Provided information Block Start
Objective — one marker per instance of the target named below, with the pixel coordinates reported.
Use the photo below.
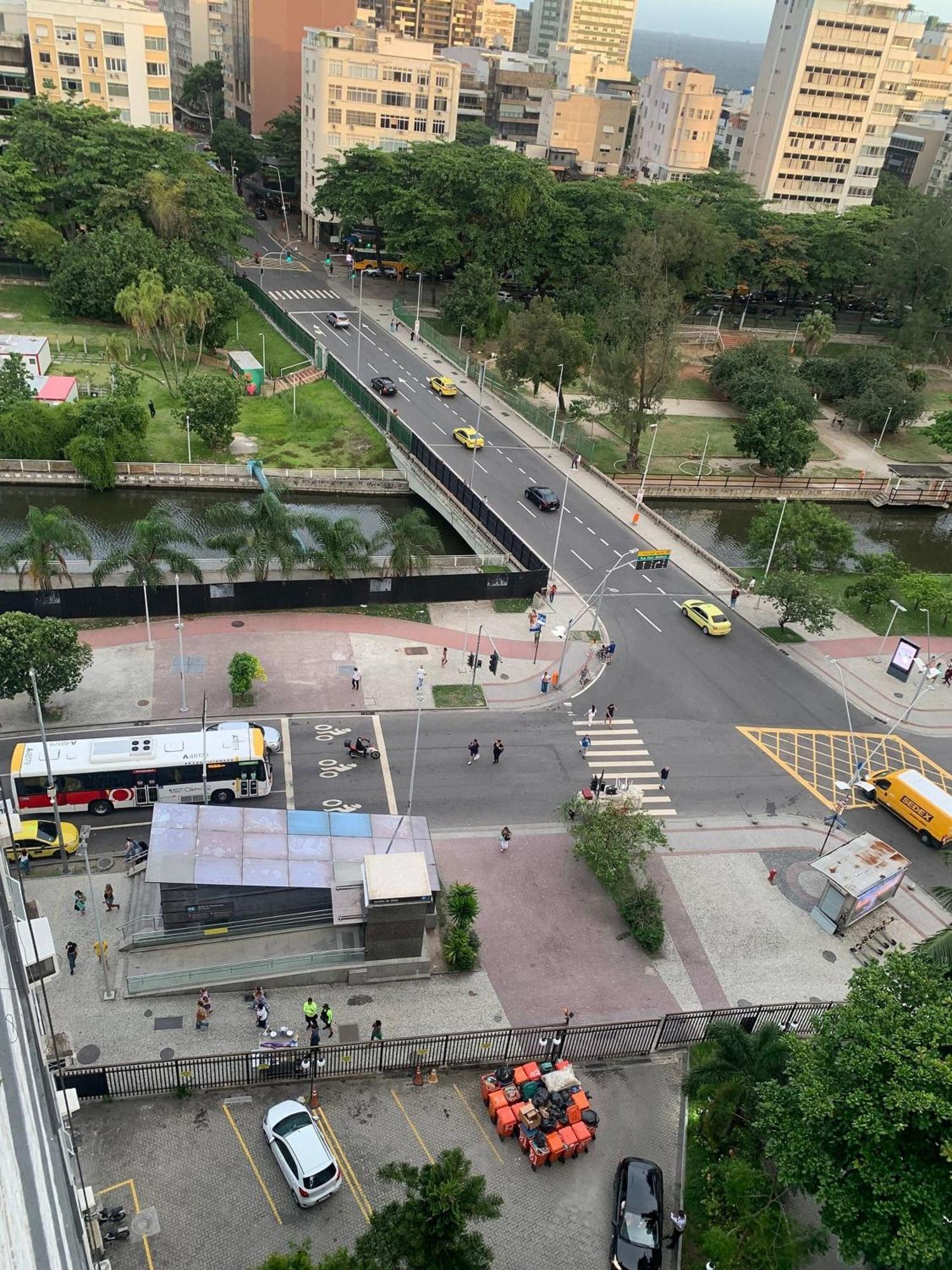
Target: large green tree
(48, 646)
(863, 1121)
Provided information Block End
* _Task directions_
In the lines above, spot each one that contains the word "below" and copy it.

* _Output of the exercise_
Objective — one marker per instance of the target named below, with the pixel coordinates reported.
Use the photo below.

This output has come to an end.